>> begin DATA PROVIDED

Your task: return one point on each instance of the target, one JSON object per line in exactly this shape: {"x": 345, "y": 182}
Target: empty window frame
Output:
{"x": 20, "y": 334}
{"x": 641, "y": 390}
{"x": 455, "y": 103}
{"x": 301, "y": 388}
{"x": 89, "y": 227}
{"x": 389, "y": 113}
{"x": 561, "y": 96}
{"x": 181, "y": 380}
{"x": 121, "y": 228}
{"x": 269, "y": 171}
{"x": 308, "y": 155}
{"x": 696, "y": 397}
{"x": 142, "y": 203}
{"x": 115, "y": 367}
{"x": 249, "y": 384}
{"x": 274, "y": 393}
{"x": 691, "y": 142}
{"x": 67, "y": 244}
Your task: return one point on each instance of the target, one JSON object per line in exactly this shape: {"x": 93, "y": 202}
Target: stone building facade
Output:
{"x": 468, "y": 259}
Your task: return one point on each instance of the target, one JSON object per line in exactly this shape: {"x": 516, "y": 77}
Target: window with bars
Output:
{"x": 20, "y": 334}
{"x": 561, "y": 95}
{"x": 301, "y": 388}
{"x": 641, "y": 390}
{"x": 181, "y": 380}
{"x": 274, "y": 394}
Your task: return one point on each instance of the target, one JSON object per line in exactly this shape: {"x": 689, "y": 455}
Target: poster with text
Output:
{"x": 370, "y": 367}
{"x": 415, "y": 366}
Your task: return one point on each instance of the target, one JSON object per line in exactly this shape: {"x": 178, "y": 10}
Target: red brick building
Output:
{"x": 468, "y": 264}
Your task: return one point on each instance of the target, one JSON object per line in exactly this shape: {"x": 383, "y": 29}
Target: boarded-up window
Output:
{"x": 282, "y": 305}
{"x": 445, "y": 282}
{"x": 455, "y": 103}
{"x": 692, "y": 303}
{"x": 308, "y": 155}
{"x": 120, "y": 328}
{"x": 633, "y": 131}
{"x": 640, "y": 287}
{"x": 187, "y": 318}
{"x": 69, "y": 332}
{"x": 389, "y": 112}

>> end DATA PROVIDED
>> begin DATA PROVIDED

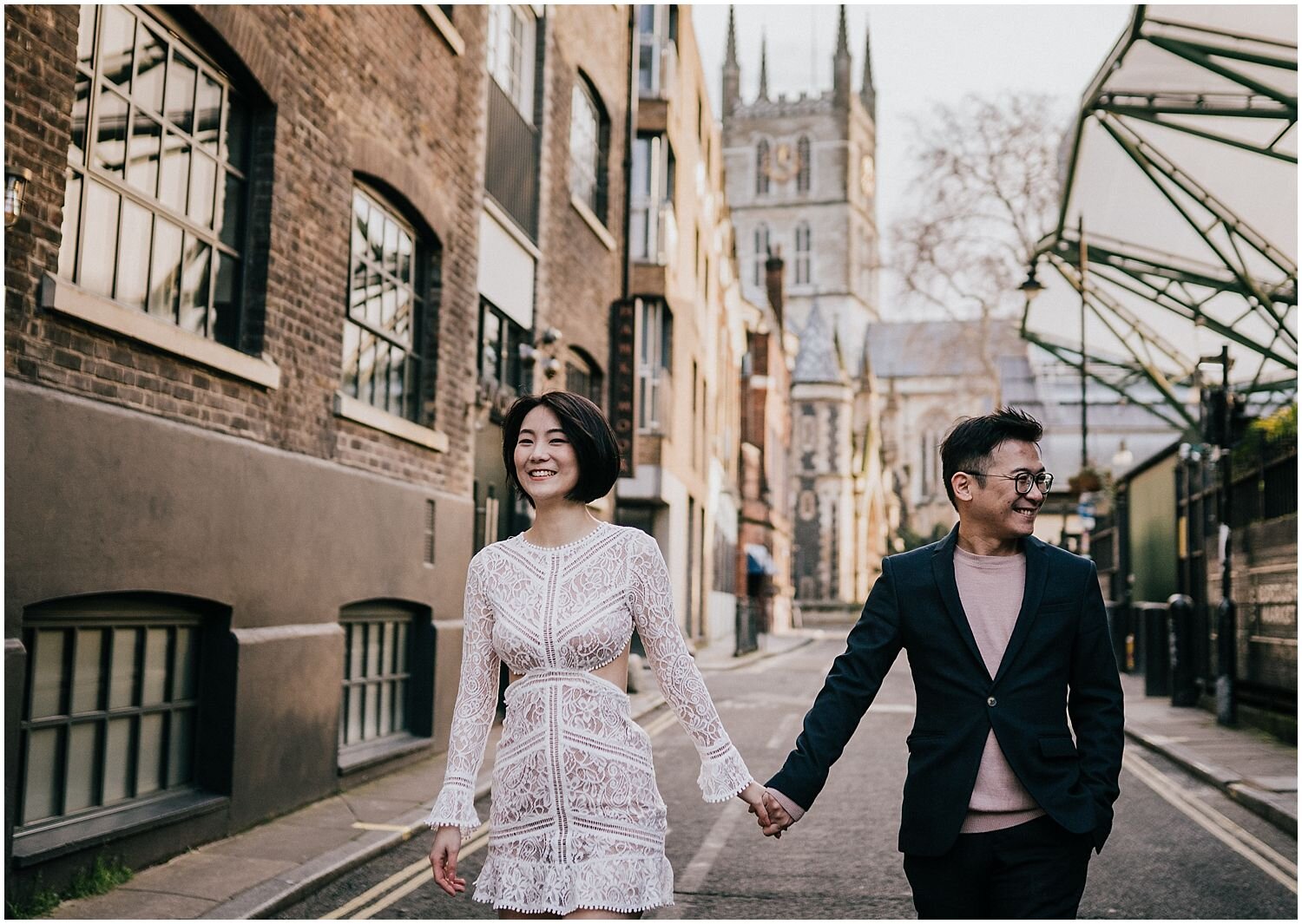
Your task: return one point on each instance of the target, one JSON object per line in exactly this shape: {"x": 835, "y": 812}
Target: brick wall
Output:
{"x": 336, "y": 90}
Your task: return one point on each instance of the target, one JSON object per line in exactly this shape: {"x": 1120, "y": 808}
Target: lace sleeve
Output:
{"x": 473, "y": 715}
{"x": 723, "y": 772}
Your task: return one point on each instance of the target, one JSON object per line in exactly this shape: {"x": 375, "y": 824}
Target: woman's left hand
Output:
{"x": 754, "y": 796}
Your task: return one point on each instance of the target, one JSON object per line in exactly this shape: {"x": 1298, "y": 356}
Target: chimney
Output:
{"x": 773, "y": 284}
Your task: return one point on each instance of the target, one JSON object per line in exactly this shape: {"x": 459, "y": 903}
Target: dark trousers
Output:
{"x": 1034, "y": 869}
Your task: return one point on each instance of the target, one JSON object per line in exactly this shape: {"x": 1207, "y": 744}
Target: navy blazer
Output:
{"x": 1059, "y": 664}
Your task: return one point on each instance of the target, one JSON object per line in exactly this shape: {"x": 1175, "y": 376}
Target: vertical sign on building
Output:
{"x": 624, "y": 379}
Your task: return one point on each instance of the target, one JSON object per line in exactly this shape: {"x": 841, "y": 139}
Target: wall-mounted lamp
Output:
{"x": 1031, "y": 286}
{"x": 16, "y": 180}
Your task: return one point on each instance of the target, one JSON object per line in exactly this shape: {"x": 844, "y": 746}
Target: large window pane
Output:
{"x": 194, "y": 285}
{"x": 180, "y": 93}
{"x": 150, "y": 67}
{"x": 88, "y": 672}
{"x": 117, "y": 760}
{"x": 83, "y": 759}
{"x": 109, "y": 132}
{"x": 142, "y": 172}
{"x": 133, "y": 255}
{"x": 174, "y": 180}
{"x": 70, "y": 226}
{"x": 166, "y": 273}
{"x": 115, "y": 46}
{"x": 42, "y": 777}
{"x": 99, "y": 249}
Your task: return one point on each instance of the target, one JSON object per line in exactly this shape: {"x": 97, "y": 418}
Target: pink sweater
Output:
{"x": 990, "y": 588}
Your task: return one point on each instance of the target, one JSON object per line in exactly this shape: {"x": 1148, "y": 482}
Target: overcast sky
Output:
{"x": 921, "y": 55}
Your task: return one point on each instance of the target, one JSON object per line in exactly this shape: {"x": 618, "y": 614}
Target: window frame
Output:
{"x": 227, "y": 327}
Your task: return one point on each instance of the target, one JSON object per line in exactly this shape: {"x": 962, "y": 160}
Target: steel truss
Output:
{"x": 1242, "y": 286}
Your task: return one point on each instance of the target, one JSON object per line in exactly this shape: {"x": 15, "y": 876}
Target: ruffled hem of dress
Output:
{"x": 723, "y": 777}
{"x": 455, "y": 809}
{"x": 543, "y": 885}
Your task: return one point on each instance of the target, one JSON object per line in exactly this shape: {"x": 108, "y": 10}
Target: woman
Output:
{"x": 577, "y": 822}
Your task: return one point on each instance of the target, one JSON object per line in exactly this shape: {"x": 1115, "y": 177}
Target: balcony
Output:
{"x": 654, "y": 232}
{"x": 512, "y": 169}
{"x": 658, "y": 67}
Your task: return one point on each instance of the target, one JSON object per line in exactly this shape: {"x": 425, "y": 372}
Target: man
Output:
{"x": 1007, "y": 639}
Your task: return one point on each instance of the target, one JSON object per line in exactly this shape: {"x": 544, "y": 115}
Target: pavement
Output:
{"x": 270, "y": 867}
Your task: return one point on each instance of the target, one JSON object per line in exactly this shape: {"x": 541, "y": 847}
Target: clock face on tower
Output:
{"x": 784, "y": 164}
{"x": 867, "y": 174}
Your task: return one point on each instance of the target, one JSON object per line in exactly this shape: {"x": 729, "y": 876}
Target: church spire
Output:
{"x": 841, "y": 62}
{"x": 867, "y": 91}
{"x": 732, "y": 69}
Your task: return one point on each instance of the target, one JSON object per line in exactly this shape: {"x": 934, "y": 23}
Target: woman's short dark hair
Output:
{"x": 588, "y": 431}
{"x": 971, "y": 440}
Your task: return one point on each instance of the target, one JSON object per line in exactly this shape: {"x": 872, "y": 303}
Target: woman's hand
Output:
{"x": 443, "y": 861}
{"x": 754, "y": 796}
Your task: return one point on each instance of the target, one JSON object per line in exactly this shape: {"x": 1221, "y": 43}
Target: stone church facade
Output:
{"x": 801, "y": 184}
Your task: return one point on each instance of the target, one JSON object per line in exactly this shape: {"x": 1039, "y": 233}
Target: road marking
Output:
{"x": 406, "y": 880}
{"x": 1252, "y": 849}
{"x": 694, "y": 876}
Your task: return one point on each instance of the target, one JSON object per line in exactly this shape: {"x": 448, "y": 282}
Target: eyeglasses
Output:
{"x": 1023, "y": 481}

>> end DATA PROVIDED

Pull out each line in the items that contains the word "dark" and copy it in full.

Target: dark trousers
Target: woman's short dark hair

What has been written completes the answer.